Riscrivi per intero, senza alcuna modifica, il testo su Franco Scottoni riportato qui sotto.

───── TESTO DEL DOCUMENTO ─────

Scottoni Franco
Giornalista, nato nel 1928 e deceduto a Roma il 31 gennaio 2006. Tifoso laziale. Cronista prima de l'Unità e poi di La Repubblica. Tra la fine degli anni '60 e la metà degli anni '70, molti articoli de l'Unità sulla Lazio, portano la sua firma.
Dalle pagine de la Repubblica del 1 gennaio 2006
Addio Scottoni giornalista artigiano.

───── MATERIALE FORNITO ─────

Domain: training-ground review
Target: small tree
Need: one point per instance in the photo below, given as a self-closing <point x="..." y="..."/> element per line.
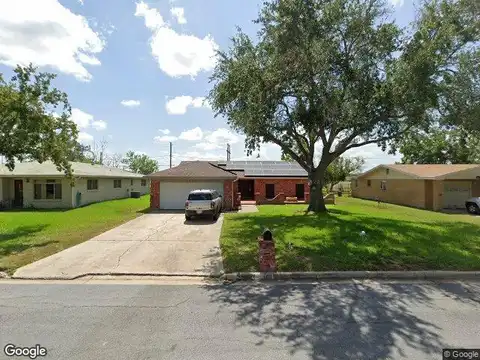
<point x="338" y="73"/>
<point x="141" y="164"/>
<point x="30" y="126"/>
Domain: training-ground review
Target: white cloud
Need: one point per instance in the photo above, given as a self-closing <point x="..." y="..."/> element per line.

─────

▶ SOLUZIONE DELL'ESERCIZIO
Scottoni Franco
Giornalista, nato nel 1928 e deceduto a Roma il 31 gennaio 2006. Tifoso laziale. Cronista prima de l'Unità e poi di La Repubblica. Tra la fine degli anni '60 e la metà degli anni '70, molti articoli de l'Unità sulla Lazio, portano la sua firma.
Dalle pagine de la Repubblica del 1 gennaio 2006
Addio Scottoni giornalista artigiano.